**Objective 1**
Decide whether each statement below agrees with the pandas excerpt on merging and grouping. Answer yes or no for each, and quote the deciding words from that excerpt.
(a) The group by process can include splitting the data into groups according to some criteria.
(b) In the grouping process, one function is applied to all of the groups together.
(c) In the merge example, the two DataFrames are merged on the column named 'key'.
**Objective 2**
Carry on the pandas excerpt on merging and grouping from its last line, in the same style.

Another example that can be given is:

.. ipython:: python

   left = pd.DataFrame({'key': ['foo', 'bar'], 'lval': [1, 2]})
   right = pd.DataFrame({'key': ['foo', 'bar'], 'rval': [4, 5]})
   left
   right
   pd.merge(left, right, on='key')

Grouping
--------

By "group by" we are referring to a process involving one or more of the
following steps:

 - **Splitting** the data into groups based on some criteria
 - **Applying** a function to each group independently
 - **Combining** the results into a data structure


.. ipython:: python

   df = pd.DataFrame({'A': ['foo', 'bar', 'foo', 'bar',
                            'foo', 'bar', 'foo', 'foo'],
                      'B': ['one', 'one', 'two', 'three',
                            'two', 'two', 'one', 'three'],
                      'C': np.random.randn(8),
                      'D': np.random.randn(8)})

**Record extracts**
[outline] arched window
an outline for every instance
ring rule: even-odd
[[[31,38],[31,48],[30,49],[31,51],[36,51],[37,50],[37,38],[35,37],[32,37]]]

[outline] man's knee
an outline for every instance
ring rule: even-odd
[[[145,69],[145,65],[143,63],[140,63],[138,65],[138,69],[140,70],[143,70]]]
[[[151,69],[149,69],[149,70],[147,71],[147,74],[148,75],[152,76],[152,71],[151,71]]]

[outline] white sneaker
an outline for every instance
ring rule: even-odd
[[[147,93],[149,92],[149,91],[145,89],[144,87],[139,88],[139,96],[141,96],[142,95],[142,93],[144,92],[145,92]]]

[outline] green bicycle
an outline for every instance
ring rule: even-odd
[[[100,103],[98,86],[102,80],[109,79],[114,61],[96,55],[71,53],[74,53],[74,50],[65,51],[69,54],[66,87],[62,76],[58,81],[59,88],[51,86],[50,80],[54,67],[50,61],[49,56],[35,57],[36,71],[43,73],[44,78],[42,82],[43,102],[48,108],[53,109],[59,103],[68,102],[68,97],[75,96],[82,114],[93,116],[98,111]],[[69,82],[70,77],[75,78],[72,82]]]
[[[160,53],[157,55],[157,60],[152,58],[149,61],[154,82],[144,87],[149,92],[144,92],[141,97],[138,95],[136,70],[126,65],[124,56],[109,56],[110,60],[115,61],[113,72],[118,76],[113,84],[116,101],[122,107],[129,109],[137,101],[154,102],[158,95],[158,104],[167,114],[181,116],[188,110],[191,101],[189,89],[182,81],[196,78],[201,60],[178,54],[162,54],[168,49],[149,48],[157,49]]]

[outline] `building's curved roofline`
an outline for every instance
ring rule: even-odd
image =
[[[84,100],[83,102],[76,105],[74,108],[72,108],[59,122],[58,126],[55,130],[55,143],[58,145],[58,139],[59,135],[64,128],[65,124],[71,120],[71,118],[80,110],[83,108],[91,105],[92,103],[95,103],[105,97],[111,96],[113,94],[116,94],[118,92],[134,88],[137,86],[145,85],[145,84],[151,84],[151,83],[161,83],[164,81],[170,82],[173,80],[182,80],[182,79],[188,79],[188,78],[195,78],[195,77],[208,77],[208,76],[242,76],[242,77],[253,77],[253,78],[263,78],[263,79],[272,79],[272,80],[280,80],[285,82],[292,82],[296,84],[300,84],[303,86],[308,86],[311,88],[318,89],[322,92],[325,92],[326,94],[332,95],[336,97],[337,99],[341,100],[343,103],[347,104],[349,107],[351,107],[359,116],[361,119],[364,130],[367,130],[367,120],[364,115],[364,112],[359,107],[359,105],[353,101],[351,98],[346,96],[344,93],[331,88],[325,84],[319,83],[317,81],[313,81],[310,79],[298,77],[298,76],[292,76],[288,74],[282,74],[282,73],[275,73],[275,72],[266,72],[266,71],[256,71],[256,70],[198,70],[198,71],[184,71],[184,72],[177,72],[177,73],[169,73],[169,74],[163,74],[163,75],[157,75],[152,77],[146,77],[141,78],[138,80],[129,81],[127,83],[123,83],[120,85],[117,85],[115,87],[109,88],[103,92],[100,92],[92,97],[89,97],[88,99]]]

**Exercise output 1**
(a) Yes: "the data into groups based on some criteria"
(b) No: "a function to each group independently"
(c) Yes: "pd.merge(left, right, on='key')"

**Exercise output 2**
   df

Grouping and then applying the :meth:`~xorbits.pandas.groupby.DataFrameGroupBy.sum` function to
the resulting groups.

.. ipython:: python
   :okwarning:

   df.groupby('A').sum()

Grouping by multiple columns forms a hierarchical index, and again we can
apply the `sum` function.

.. ipython:: python

   df.groupby(['A', 'B']).sum()

Plotting
--------

We use the standard convention for referencing the matplotlib API:

.. ipython:: python

   import matplotlib.pyplot as plt
   plt.close('all')

.. ipython:: python

   ts = pd.Series(np.random.randn(1000),
                  index=pd.date_range('1/1/2000', periods=1000))
   ts = ts.cumsum()

   @savefig series_plot_basic.png
   ts.plot()

On a DataFrame, the :meth:`~DataFrame.plot` method is a convenience to plot all
of the columns with labels:

.. ipython:: python

   df = pd.DataFrame(np.random.randn(1000, 4), index=ts.index,
                     columns=['A', 'B', 'C', 'D'])
   df = df.cumsum()

   plt.figure()
   df.plot()
   @savefig frame_plot_basic.png
   plt.legend(loc='best')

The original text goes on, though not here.